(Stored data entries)
* * * *

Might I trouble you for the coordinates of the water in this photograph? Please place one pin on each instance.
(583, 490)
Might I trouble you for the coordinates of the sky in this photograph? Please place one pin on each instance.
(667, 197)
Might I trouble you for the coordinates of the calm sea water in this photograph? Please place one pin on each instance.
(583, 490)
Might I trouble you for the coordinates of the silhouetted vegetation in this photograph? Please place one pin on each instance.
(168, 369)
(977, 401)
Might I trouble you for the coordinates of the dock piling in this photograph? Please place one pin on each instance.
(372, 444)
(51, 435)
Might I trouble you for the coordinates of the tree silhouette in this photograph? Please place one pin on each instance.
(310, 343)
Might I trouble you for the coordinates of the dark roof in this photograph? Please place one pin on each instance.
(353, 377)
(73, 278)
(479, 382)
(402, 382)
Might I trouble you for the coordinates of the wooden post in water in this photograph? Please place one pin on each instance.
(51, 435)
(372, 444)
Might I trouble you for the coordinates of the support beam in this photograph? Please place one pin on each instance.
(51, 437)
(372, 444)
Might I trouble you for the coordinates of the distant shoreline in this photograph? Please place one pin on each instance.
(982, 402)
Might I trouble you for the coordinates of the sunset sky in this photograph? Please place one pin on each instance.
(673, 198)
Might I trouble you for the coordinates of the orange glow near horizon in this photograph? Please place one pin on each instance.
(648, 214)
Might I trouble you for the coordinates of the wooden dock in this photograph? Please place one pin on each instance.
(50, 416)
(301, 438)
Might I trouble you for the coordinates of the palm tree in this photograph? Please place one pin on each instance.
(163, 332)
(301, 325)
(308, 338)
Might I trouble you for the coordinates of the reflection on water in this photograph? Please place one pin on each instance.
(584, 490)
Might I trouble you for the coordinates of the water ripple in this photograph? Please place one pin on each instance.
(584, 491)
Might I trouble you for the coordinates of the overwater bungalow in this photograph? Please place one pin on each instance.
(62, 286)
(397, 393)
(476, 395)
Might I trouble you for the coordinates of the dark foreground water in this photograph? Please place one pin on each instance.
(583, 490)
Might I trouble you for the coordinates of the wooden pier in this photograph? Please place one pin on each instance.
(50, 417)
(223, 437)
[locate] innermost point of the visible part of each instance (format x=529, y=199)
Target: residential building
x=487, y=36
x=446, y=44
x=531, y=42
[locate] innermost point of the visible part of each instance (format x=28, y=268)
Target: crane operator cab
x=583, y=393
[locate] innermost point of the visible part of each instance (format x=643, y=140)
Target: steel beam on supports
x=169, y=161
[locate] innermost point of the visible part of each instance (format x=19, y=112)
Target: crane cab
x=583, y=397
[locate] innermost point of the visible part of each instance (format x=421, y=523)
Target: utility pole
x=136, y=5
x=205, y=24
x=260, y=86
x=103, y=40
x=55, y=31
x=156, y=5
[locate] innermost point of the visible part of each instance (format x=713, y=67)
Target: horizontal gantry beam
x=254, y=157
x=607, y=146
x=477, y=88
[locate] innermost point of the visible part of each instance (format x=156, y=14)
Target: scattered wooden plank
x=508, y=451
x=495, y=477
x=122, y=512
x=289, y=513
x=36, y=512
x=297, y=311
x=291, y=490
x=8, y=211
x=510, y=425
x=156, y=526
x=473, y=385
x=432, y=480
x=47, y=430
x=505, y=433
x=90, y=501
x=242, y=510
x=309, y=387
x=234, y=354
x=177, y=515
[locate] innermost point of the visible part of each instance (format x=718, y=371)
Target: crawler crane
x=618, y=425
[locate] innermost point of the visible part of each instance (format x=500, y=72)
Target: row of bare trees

* * * *

**Work required**
Tally the lines above that include the word "innermost"; answer with the total only.

**Result of the exercise**
9